Directions: Find each line in the records below that contains the word "daisy", matching case exactly, and copy every such line.

Provided data:
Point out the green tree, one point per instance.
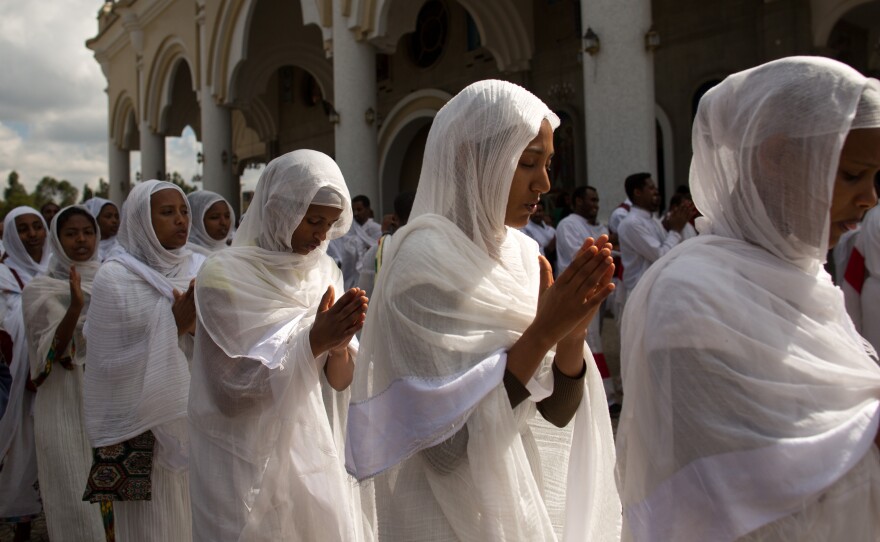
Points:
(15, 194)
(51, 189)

* * *

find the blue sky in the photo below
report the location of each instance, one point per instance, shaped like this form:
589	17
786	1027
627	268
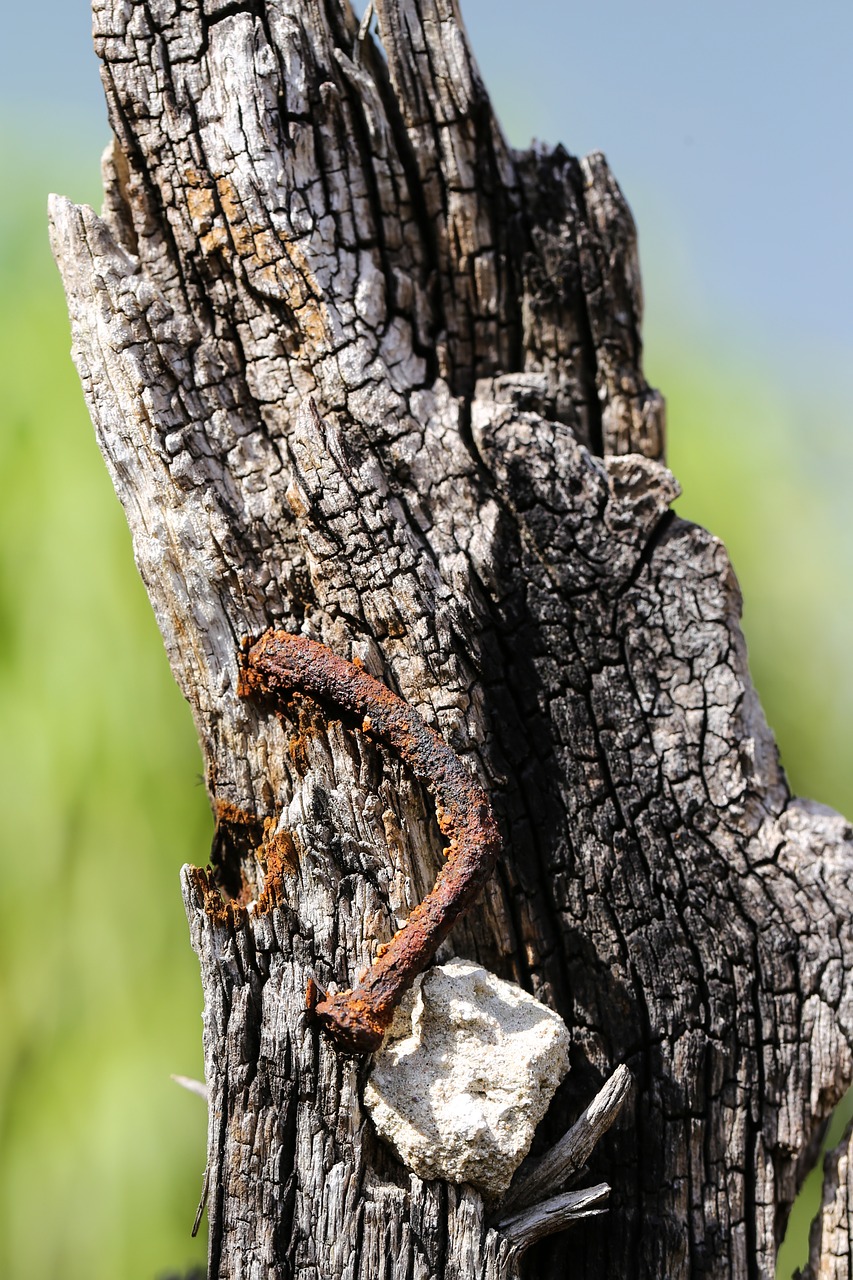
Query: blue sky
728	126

==

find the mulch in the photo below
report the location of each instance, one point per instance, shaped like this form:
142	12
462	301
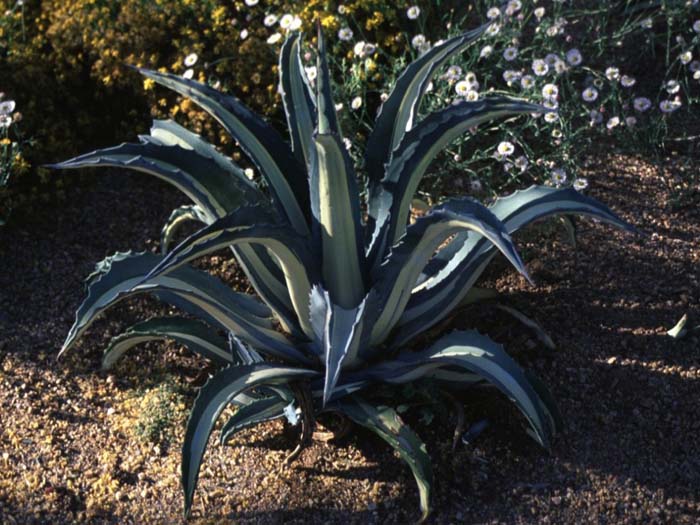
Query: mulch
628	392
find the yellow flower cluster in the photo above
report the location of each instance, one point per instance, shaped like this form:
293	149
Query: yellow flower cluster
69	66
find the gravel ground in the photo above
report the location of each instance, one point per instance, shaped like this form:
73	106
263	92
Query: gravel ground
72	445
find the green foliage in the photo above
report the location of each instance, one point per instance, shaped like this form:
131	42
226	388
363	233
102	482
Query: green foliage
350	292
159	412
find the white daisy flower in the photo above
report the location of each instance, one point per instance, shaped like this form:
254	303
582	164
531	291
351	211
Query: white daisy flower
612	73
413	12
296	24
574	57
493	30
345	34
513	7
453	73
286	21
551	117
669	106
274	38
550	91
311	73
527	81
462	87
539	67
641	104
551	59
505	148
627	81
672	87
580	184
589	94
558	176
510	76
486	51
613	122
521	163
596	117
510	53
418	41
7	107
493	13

Written response:
find the white daisy flower in the photo above
Query: white daisy flower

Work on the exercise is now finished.